- [ZADANIA DO WYKONANIA]
1. Oceń, czy poniższe stwierdzenia (a), (b) i (c) są zgodne z wpisem o niekapku MAM. Przy każdym odpowiedz „tak” lub „nie” i przytocz dosłownie rozstrzygające słowa wpisu. (a) Przed testem syn pił wyłącznie z piersi. (b) Oba kubki innej firmy od razu odstawiono. (c) Do szybkiego napicia się po jedzeniu używany jest kubek MAM.
2. Przepisz bez zmian odcinek wpisu o niekapku MAM od słów „Ćwiczyliśmy, próbowaliśmy i” aż po słowa „ustnikiem i mniejszego.”.

- [FRAGMENT STRONY]
..........
Ciężko się oprzeć wrażeniu, że jest to wynikiem piątkowego spotkania.
Dziękuję Wam bardzo.
No i oczywiście chłopaczkom;)

środa, 12 marca 2014

Butelka treningowa "niekapek" MAM.

Jakiś czas temu dostaliśmy do przetestowania kubek niekapek firmy MAM.
Nie powiem, ucieszyliśmy się bardzo, bo nasz syn pił tylko z piersi i uznaliśmy, że czas go nauczyć czegoś innego.
Ponieważ odmawiał butelki ze smoczkiem postanowiliśmy pójść o krok dalej.
Zakupiliśmy nawet dwa kubki innej firmy, ale jeden od razu poszedł w odstawkę, bo miał sztywny, plastikowy ustnik. Drugi zostawiliśmy na wierzchu, żeby co jakiś czas małemu podtykać, a nóż się skusi i nauczy.
I wtedy przyszła do nas paczka z MAM z ich niekapkiem.
Pierwsze moje wrażenie było takie, że kubek jest zwyczajnie za wielki dla naszego syna, któremu miał służyć tylko do napicia się, nie do najedzenia.
Druga rzecz budząca moje wątpliwości to zbyt duży ustnik. Wydawało mi się, że dziecko nie będzie w stanie tak się zaciągnąć, żeby się napić.
Ogółem z wyglądu bardzo nam się spodobał, do tej pory niekapki kojarzyły mi się z małymi banieczkami, a tu dostaliśmy pełnowymiarową butlę w fajnym kształcie.
Do tego uchwyty nie za duże i nie odstające tak bardzo, jak przy innych niekapkach.

Z użytkowaniem było już trochę gorzej, bo Filip na początku zaczął traktować ją jako gryzak i zabawkę.
Z czasem coś mu zaczęło wychodzić, ale żeby zasysał się i pił, to nie powiem.
Troszkę mu jednak ciążyła taka duża butla i jak tak się z nią tarmosił, to potrafił się pozalewać.
Ćwiczyliśmy, próbowaliśmy i postanowiliśmy stosować niekapki zamiennie.
I tak do tej pory używamy MAM bardziej do zabawy. Jak Filip jest w nastroju, to się z nim przewraca przy okazji kosztując soczków i herbatek.
A gdy chodzi nam o szybkie napicie się, na przykład po jedzeniu, to używamy innego niekapka, z bardziej płaskim ustnikiem i mniejszego.
Nie jest to oczywiście miarodajna opinia, bo Filip w ogóle jest mało niekapkowy. Ciągle szukam jakiegoś rozwiązania, żeby zechciał coś pić innego niż mleko z piersi, ale nie za dobrze mi to idzie. Ostatnio odkryliśmy, że Fi woli pić jak dorosły;)


Podsumowując.
..........
- [CZĘŚĆ ZBIORU DANYCH]

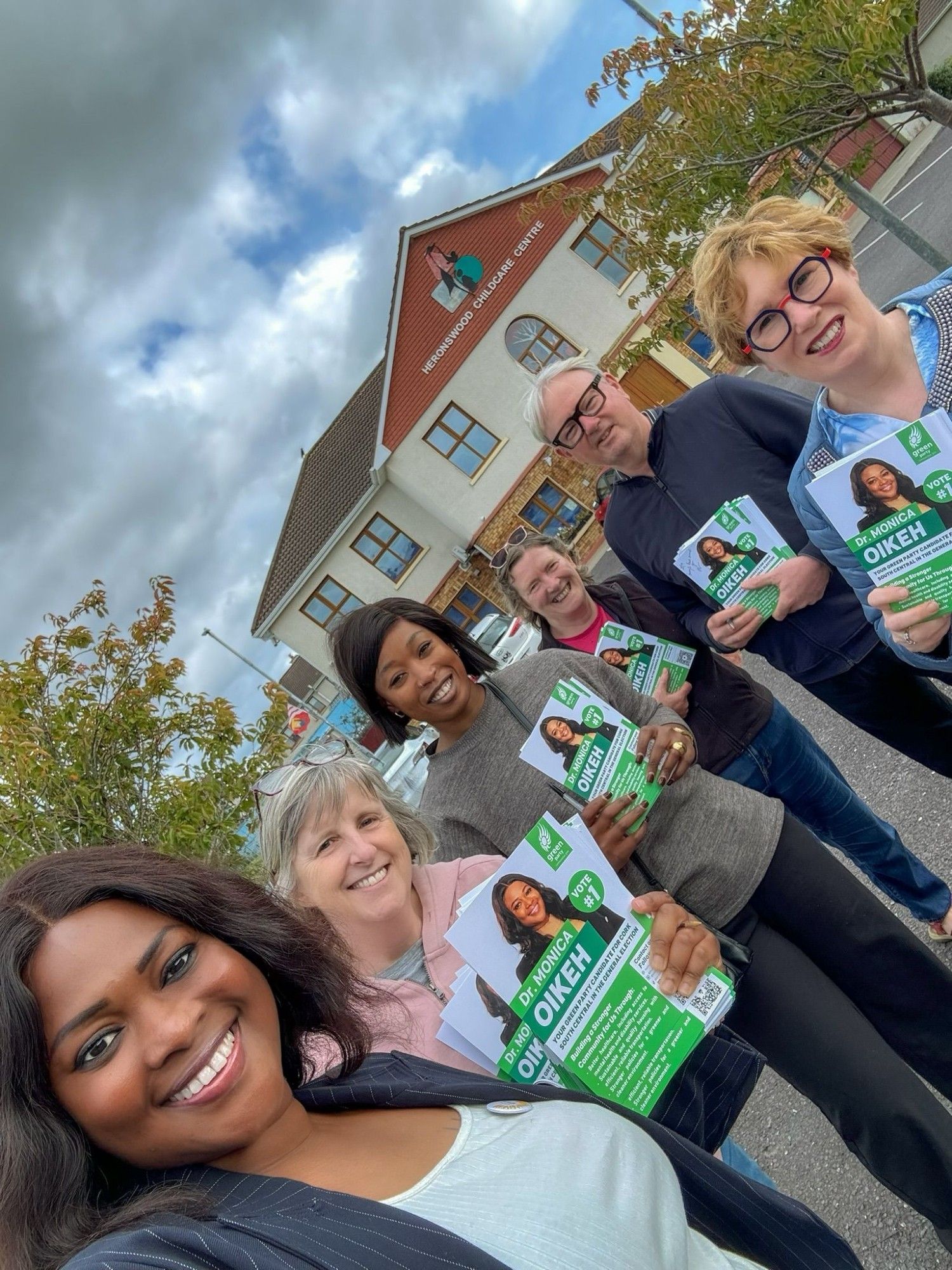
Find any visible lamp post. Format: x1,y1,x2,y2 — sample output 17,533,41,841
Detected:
..........
- [UDZIELONE ODPOWIEDZI]
1.
(a) Tak: „nasz syn pił tylko z piersi”.
(b) Nie: „jeden od razu poszedł w odstawkę, bo miał sztywny, plastikowy ustnik. Drugi zostawiliśmy na wierzchu”.
(c) Nie: „A gdy chodzi nam o szybkie napicie się, na przykład po jedzeniu, to używamy innego niekapka, z bardziej płaskim ustnikiem i mniejszego”.

2.
Ćwiczyliśmy, próbowaliśmy i postanowiliśmy stosować niekapki zamiennie.
I tak do tej pory używamy MAM bardziej do zabawy. Jak Filip jest w nastroju, to się z nim przewraca przy okazji kosztując soczków i herbatek.
A gdy chodzi nam o szybkie napicie się, na przykład po jedzeniu, to używamy innego niekapka, z bardziej płaskim ustnikiem i mniejszego.